(Beginning of Stored data)

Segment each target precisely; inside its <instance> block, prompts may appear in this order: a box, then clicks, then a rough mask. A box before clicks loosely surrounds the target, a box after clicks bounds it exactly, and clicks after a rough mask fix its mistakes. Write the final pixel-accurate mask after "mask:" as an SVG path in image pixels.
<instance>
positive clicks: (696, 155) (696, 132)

(End of Stored data)
(Beginning of Stored data)

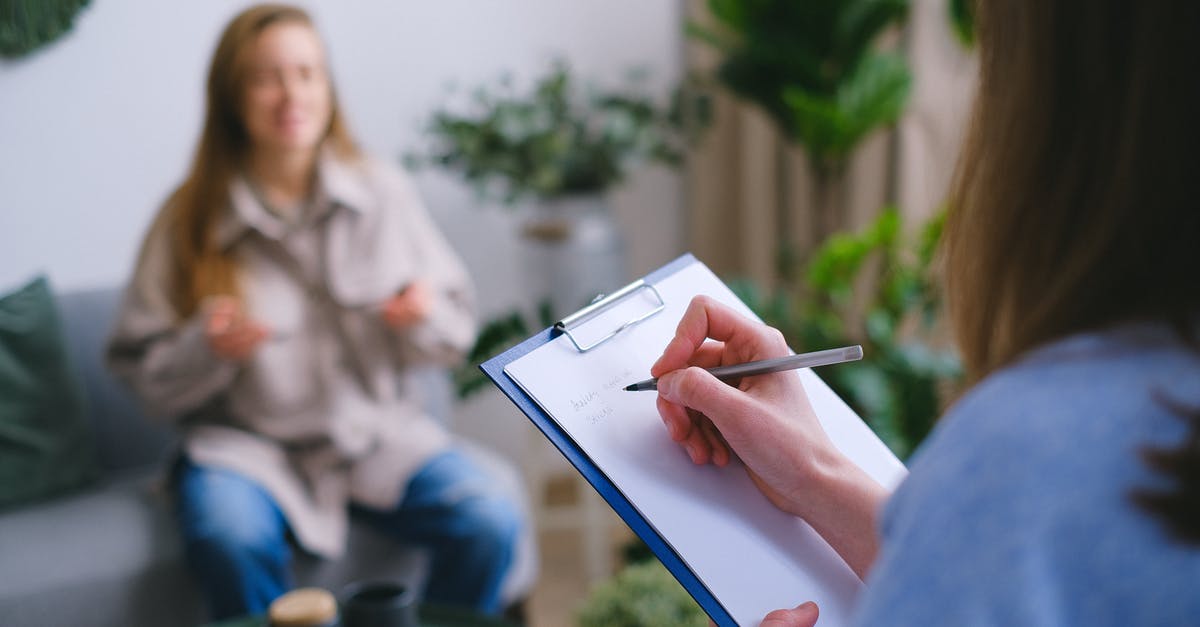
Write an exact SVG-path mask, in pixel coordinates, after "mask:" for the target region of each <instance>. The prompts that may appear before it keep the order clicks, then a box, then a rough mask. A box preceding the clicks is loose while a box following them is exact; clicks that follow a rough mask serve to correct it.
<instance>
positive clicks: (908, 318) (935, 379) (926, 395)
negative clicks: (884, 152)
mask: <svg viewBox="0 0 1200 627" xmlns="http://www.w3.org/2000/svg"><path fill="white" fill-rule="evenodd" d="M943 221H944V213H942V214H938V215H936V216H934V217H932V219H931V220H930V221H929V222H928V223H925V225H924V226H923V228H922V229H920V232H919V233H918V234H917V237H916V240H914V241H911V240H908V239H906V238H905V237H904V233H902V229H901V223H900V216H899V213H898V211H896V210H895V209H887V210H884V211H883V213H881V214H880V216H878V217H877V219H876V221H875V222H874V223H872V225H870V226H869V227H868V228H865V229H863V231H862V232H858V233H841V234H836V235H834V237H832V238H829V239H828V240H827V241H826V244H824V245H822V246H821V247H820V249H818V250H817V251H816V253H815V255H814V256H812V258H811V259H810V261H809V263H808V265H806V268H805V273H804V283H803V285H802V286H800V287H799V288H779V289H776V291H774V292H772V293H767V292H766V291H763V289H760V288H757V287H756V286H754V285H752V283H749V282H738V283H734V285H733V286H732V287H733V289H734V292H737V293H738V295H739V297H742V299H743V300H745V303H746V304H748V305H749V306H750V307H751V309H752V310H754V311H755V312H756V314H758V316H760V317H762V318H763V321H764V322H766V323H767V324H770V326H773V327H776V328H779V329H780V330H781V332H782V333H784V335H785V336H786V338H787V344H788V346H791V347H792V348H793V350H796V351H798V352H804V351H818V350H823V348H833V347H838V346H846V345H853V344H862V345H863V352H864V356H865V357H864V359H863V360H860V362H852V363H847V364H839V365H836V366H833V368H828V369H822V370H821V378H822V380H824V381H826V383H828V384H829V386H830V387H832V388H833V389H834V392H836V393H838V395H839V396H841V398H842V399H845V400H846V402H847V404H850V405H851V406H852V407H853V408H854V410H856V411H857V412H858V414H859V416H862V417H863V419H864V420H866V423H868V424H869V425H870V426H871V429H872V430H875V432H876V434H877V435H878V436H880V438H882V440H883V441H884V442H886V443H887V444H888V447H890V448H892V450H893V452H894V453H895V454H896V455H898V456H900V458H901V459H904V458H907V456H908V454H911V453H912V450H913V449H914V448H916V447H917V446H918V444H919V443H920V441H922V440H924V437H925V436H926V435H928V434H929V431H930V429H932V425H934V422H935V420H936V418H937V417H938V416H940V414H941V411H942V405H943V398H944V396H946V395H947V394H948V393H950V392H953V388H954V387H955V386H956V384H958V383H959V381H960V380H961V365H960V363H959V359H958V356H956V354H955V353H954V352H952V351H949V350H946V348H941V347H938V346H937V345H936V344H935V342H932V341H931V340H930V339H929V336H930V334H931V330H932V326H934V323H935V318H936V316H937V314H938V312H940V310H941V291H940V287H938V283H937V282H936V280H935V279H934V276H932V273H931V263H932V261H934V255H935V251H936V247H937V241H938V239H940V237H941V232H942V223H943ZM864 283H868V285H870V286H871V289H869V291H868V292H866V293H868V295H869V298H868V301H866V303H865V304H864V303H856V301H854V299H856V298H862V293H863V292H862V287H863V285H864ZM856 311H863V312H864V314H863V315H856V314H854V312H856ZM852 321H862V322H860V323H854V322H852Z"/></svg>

(End of Stored data)

All lines of the listing that contain the word "positive" should be copied out.

positive clicks: (696, 155) (696, 132)
positive clicks: (908, 318) (935, 379) (926, 395)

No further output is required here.